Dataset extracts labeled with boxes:
· · · · · · ·

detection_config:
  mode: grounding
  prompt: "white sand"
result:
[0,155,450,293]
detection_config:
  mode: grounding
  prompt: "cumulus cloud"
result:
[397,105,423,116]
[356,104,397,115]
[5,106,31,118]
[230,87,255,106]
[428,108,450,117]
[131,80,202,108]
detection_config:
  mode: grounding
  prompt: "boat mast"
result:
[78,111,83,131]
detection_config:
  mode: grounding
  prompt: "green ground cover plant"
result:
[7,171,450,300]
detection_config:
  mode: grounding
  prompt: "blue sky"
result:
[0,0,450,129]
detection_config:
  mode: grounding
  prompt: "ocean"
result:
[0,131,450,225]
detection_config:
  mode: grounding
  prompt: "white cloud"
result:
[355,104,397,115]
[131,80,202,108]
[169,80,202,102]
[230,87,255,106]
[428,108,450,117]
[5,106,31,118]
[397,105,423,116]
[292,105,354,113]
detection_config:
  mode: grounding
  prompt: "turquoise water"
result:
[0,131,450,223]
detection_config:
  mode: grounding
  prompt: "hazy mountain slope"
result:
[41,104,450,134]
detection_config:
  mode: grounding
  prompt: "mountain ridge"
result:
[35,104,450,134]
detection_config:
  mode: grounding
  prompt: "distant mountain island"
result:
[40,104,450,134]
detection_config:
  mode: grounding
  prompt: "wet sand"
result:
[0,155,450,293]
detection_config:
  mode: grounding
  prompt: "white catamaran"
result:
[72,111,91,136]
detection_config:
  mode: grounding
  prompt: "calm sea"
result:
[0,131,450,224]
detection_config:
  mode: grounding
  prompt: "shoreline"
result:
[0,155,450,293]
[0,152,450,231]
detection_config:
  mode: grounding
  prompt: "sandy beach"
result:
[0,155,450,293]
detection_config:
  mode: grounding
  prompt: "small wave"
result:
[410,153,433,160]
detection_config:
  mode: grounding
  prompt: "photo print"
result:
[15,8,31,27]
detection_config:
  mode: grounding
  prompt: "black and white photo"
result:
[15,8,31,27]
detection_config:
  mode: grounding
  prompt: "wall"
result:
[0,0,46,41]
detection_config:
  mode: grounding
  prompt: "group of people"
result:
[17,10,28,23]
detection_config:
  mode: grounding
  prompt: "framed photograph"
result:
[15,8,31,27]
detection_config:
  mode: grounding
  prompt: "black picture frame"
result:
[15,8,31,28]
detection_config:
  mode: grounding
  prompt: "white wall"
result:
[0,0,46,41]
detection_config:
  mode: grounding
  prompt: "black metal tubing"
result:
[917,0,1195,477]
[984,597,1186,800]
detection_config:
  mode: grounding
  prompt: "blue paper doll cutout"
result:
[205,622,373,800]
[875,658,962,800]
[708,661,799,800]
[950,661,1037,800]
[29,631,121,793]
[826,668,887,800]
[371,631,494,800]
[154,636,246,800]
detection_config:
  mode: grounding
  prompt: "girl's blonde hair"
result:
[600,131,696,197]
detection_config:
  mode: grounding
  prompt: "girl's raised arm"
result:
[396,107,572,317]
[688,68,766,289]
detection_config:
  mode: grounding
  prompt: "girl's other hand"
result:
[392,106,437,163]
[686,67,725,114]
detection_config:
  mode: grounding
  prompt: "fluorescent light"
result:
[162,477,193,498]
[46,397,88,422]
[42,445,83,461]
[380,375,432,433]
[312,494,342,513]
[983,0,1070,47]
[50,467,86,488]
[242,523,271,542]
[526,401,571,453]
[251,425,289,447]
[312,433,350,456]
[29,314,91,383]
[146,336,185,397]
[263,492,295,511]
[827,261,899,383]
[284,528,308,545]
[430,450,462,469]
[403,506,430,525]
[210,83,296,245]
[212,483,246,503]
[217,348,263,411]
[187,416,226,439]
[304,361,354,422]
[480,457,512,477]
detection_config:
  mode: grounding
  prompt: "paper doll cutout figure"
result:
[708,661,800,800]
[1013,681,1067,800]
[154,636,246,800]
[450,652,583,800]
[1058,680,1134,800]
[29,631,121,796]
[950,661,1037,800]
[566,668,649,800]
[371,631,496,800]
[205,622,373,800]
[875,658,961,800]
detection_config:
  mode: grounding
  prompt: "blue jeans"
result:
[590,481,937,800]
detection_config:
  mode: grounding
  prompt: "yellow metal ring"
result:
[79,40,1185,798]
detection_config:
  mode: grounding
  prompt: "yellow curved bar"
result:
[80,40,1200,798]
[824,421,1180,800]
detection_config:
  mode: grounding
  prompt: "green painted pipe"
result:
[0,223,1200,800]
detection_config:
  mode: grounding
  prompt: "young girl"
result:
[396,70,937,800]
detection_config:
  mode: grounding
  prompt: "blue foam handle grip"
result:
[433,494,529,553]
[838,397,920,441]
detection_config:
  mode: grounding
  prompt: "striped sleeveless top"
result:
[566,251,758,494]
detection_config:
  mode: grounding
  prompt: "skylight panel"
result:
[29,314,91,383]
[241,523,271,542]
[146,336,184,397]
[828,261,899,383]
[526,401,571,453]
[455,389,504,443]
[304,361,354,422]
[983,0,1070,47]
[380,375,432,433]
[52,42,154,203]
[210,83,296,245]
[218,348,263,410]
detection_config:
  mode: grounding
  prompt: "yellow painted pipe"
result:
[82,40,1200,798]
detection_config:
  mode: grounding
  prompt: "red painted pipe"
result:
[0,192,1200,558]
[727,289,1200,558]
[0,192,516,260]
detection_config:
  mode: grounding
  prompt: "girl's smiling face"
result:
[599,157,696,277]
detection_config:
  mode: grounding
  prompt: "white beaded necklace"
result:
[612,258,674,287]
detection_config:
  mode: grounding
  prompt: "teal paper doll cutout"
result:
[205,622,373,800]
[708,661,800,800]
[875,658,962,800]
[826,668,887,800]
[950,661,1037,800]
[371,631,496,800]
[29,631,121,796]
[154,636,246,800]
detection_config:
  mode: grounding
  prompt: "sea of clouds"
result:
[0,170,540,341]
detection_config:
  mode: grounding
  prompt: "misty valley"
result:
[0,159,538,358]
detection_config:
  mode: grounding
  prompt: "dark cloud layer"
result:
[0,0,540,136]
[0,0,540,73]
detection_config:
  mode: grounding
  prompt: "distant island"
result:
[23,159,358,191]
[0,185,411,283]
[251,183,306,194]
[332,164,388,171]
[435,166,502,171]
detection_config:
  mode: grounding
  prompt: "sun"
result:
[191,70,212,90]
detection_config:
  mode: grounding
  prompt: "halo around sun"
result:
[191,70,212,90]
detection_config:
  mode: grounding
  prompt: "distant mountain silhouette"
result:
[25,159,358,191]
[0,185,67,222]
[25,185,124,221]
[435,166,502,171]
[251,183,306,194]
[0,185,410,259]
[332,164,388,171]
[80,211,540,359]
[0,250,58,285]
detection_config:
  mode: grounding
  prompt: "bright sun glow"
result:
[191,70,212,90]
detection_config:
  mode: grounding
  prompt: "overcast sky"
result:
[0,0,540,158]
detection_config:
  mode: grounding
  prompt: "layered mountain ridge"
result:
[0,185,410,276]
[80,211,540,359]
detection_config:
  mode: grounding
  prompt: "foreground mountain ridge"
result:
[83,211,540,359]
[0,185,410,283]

· · · · · · ·

What you have to do: Reproduce every line of the listing exactly as it appears.

Answer to this problem:
detection_config:
  mode: grounding
  prompt: "white sand"
result:
[0,155,450,293]
detection_config:
  mode: grounding
  prompt: "cumulus cloud"
result:
[397,105,423,116]
[356,104,397,115]
[5,106,31,118]
[230,87,255,106]
[428,108,450,117]
[131,80,202,108]
detection_config:
  mode: grounding
  prompt: "boat mast"
result:
[78,111,83,131]
detection_config:
  mode: grounding
  prompt: "green ground cover plant"
result:
[7,171,450,300]
detection_config:
  mode: grounding
  prompt: "blue sky"
result:
[0,0,450,129]
detection_config:
  mode: grounding
  prompt: "ocean"
result:
[0,131,450,225]
detection_config:
  mode: grounding
  prompt: "white cloud"
result:
[355,104,397,115]
[131,80,202,108]
[169,80,202,102]
[230,87,255,106]
[428,108,450,117]
[5,106,31,118]
[397,105,423,116]
[292,105,354,113]
detection_config:
  mode: grounding
  prompt: "turquoise water"
result:
[0,131,450,223]
detection_config:
  mode: grounding
  prompt: "hazy mountain slope"
result:
[41,104,450,134]
detection_config:
  mode: grounding
  prompt: "mountain ridge"
result:
[35,104,450,134]
detection_config:
  mode: grounding
  prompt: "distant mountain island"
result:
[40,104,450,134]
detection_config:
  mode: grounding
  prompt: "wet sand"
result:
[0,155,450,293]
detection_config:
  mode: grounding
  prompt: "white catamaran"
result:
[72,111,91,136]
detection_config:
  mode: grounding
  prompt: "calm sea"
result:
[0,131,450,224]
detection_config:
  mode: grounding
  prompt: "shoreline"
result:
[0,155,450,293]
[0,152,450,231]
detection_config:
  mode: grounding
  prompt: "sandy beach"
result:
[0,155,450,293]
detection_config:
  mode: grounding
  prompt: "small wave"
result:
[410,153,433,160]
detection_config:
  mode: grounding
  prompt: "photo print"
result:
[15,8,31,27]
detection_config:
  mode: grounding
  prompt: "black and white photo"
result:
[15,8,31,27]
detection_config:
  mode: grounding
  prompt: "wall"
result:
[0,0,46,41]
detection_config:
  mode: grounding
  prompt: "group of people"
result:
[17,10,28,23]
detection_config:
  mode: grounding
  prompt: "framed photograph"
result:
[15,8,31,27]
detection_config:
  mode: grounding
  prompt: "black picture frame"
result:
[15,8,31,28]
detection_config:
  mode: grounding
  prompt: "white wall"
result:
[0,0,46,41]
detection_config:
  mode: grounding
  prompt: "black metal tubing"
result:
[917,0,1195,477]
[984,597,1186,800]
detection_config:
  mode: grounding
  prompt: "blue paper doll cutout"
result:
[205,622,373,800]
[875,658,962,800]
[708,661,799,800]
[950,661,1037,800]
[29,631,121,793]
[826,668,887,800]
[371,631,494,800]
[154,636,246,800]
detection_config:
  mode: grounding
  prompt: "girl's blonde hair"
result:
[600,131,696,197]
detection_config:
  mode: grounding
  prompt: "girl's raised arm"
result:
[396,107,572,317]
[688,68,766,289]
detection_config:
  mode: grounding
  prompt: "girl's other hand"
result:
[392,106,437,163]
[686,67,725,114]
detection_config:
  mode: grounding
  prompt: "fluorescent light"
result:
[162,477,193,498]
[46,397,88,422]
[42,445,83,461]
[380,375,432,433]
[312,494,342,513]
[983,0,1070,47]
[50,467,86,488]
[242,523,271,542]
[526,401,571,453]
[251,425,289,447]
[312,433,350,456]
[29,314,91,383]
[146,336,185,397]
[263,492,295,511]
[827,261,899,383]
[284,528,308,545]
[430,450,462,469]
[403,506,430,525]
[210,83,296,245]
[212,483,246,503]
[217,348,263,411]
[187,416,226,439]
[304,361,354,422]
[480,457,512,477]
detection_config:
  mode: grounding
  prompt: "paper doll cutout figure"
result:
[708,661,800,800]
[1013,681,1067,800]
[154,636,246,800]
[450,652,583,800]
[1058,680,1134,800]
[29,631,121,796]
[950,661,1037,800]
[566,668,649,800]
[371,631,496,800]
[205,622,373,800]
[875,658,961,800]
detection_config:
  mode: grounding
  prompt: "blue jeans"
result:
[590,481,937,800]
detection_config:
  mode: grounding
  prompt: "yellow metal ring"
result:
[79,40,1185,798]
detection_config:
  mode: grounding
  prompt: "yellow curved bar"
result:
[80,40,1200,798]
[824,421,1180,800]
detection_config:
  mode: grounding
  prompt: "green painted pipe"
result:
[0,223,1200,800]
detection_config:
  mode: grounding
  prompt: "young girl"
result:
[396,70,937,800]
detection_config:
  mode: grounding
  prompt: "blue foam handle grip"
result:
[433,494,529,553]
[838,397,920,441]
detection_config:
  mode: grounding
  prompt: "striped sleeveless top"
result:
[566,251,758,494]
detection_config:
  mode: grounding
  prompt: "skylight panel"
result:
[29,314,91,383]
[241,523,271,542]
[146,336,184,397]
[828,261,899,383]
[526,401,571,453]
[455,389,504,443]
[304,361,354,422]
[983,0,1070,47]
[380,375,432,433]
[52,42,154,203]
[210,83,296,245]
[218,348,263,410]
detection_config:
  mode: grounding
  prompt: "yellow painted pipe"
result:
[82,40,1200,798]
detection_config:
  mode: grounding
  prompt: "red painted pipe"
result:
[0,192,1200,558]
[727,289,1200,558]
[0,192,516,260]
detection_config:
  mode: grounding
  prompt: "girl's smiling face"
result:
[599,157,696,277]
detection_config:
  mode: grounding
  prompt: "white beaded necklace"
result:
[612,258,674,287]
detection_config:
  mode: grounding
  prompt: "teal paper doll cutout"
result:
[205,622,373,800]
[708,661,800,800]
[875,658,962,800]
[826,668,887,800]
[950,661,1037,800]
[371,631,496,800]
[29,631,121,796]
[154,636,246,800]
detection_config:
  mode: grounding
  prompt: "sea of clouds"
result:
[0,170,540,341]
detection_config:
  mode: grounding
  prompt: "misty valley"
result:
[0,159,538,358]
detection_config:
  mode: grounding
  prompt: "dark cloud layer"
result:
[0,0,540,136]
[0,0,540,73]
detection_config:
  mode: grounding
  prompt: "distant island"
result:
[23,159,358,191]
[0,185,411,283]
[251,183,306,194]
[332,164,388,171]
[435,166,502,171]
detection_config:
  mode: grounding
  prompt: "sun"
result:
[191,70,212,90]
detection_config:
  mode: grounding
  prompt: "halo around sun"
result:
[191,70,212,90]
detection_config:
  mode: grounding
  prompt: "distant mountain silhouette"
result:
[25,159,358,191]
[0,185,67,222]
[25,185,124,221]
[435,166,502,171]
[251,183,306,194]
[0,185,410,259]
[332,164,388,171]
[80,211,540,359]
[0,250,58,285]
detection_config:
  mode: grounding
  prompt: "bright sun glow"
result:
[191,70,212,90]
detection_config:
  mode: grounding
  prompt: "overcast sky"
result:
[0,0,540,158]
detection_config:
  mode: grounding
  prompt: "layered mountain ridge"
result:
[0,185,410,276]
[80,211,540,359]
detection_config:
  mode: grounding
  prompt: "foreground mountain ridge"
result:
[83,211,540,359]
[0,185,410,283]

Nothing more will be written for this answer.